> **WORK ITEM**
Among the records that follow, find the line with "Target: red tile roof" and the line with "Target: parking lot". Set down those lines and all lines between them exactly, without adding anything.

(Region pointing data)
________________________________________

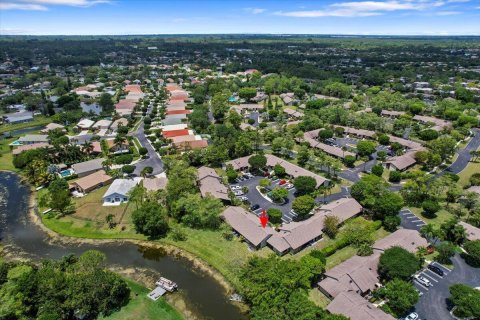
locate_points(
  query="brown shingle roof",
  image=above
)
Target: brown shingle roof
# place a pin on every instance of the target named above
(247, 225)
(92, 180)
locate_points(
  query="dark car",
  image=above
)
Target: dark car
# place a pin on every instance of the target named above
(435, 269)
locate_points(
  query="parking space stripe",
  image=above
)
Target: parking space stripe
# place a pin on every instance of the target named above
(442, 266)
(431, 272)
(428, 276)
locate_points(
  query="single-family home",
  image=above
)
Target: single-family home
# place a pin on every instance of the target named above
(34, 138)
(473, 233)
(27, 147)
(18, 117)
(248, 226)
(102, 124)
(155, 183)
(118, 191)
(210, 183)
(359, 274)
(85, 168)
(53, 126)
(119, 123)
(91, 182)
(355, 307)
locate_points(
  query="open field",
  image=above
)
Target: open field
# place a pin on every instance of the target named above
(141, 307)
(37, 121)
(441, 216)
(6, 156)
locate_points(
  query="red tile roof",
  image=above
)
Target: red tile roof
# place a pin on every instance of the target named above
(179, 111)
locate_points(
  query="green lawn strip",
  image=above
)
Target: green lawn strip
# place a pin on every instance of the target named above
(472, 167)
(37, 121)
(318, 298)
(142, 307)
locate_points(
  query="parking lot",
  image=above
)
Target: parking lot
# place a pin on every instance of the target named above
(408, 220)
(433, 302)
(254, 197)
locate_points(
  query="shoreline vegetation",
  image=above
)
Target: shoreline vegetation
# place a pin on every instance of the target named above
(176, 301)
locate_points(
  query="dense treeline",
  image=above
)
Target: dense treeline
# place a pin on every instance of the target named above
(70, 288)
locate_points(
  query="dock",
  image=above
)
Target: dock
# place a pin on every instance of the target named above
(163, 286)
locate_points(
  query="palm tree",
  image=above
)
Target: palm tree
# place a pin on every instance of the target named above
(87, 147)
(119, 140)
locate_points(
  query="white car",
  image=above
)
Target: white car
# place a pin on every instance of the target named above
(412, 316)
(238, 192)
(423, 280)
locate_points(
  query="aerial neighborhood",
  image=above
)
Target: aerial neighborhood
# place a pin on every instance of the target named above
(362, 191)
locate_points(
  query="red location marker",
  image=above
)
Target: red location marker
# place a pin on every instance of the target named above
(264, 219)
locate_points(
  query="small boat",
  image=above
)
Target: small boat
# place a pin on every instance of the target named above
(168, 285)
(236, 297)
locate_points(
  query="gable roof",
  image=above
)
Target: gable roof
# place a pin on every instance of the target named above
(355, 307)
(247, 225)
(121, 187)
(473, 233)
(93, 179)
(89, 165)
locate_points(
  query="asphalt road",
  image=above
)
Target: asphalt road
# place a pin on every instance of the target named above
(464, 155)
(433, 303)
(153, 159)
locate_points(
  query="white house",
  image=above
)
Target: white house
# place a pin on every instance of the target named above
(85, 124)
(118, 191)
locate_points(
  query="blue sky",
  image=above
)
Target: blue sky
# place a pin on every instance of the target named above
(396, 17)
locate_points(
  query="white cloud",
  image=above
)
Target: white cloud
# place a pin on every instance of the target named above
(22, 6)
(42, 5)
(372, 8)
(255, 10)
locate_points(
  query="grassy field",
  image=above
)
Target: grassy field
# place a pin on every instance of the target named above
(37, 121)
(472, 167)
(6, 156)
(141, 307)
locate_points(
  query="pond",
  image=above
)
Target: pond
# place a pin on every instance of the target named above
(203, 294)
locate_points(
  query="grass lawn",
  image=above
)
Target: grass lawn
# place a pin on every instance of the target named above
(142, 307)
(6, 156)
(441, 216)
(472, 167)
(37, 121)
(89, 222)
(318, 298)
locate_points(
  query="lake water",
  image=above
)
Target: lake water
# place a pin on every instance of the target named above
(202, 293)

________________________________________

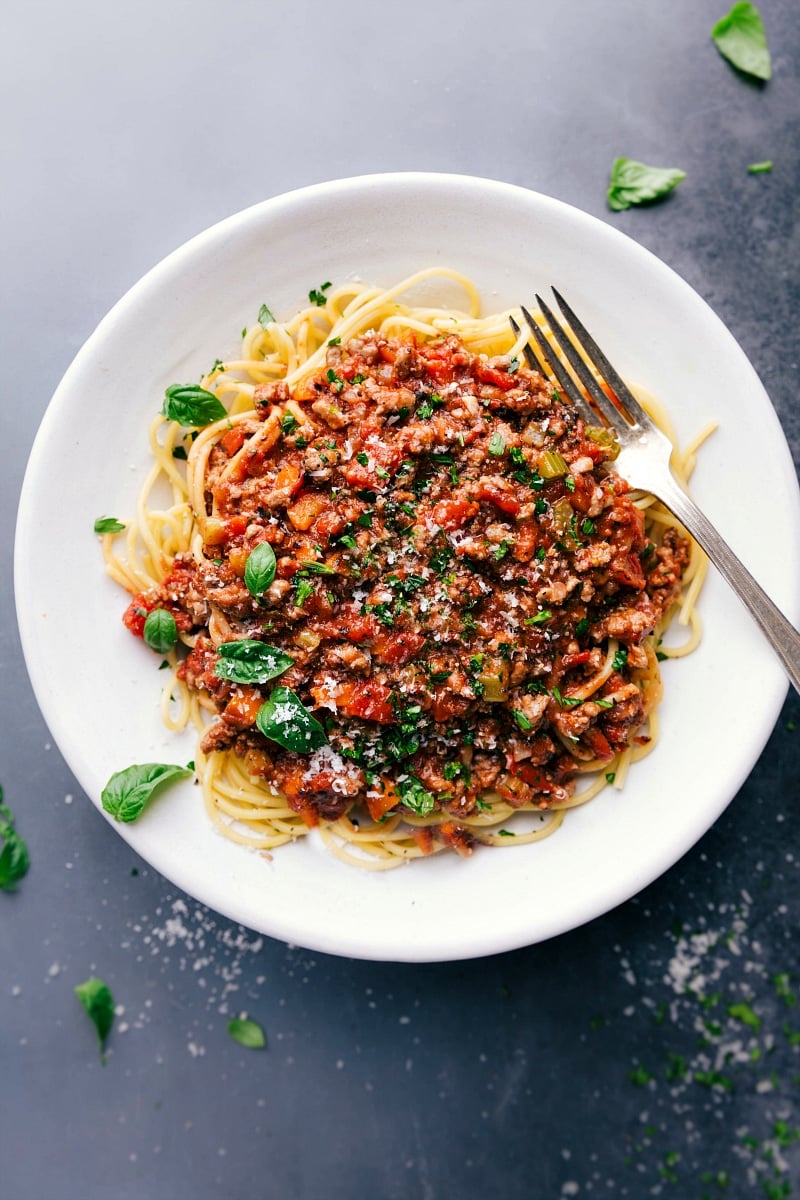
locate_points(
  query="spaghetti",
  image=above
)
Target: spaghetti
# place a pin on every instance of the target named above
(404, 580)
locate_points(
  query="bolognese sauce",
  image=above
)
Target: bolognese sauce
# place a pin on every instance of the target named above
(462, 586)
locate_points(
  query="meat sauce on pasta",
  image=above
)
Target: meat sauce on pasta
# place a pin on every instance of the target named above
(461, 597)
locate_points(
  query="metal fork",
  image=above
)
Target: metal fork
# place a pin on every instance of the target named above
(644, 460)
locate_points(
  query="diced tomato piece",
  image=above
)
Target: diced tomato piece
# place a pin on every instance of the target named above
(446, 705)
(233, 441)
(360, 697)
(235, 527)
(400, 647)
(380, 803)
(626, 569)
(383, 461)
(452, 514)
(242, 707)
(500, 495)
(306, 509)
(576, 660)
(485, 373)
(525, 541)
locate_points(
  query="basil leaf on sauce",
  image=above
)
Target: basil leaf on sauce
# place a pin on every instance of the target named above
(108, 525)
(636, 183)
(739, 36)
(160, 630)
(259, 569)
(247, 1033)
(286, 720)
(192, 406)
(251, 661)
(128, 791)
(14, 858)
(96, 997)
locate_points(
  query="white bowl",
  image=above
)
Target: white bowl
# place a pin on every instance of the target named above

________________________________________

> **TASK RESULT**
Target: red tile roof
# place a pin on every instance of the target named above
(179, 111)
locate_points(
  query="green lawn strip",
  image=above
)
Target: green lawn strip
# place a pin on every instance of the target named above
(472, 167)
(37, 121)
(318, 298)
(142, 307)
locate_points(
  query="parking lot",
  image=above
)
Target: parking lot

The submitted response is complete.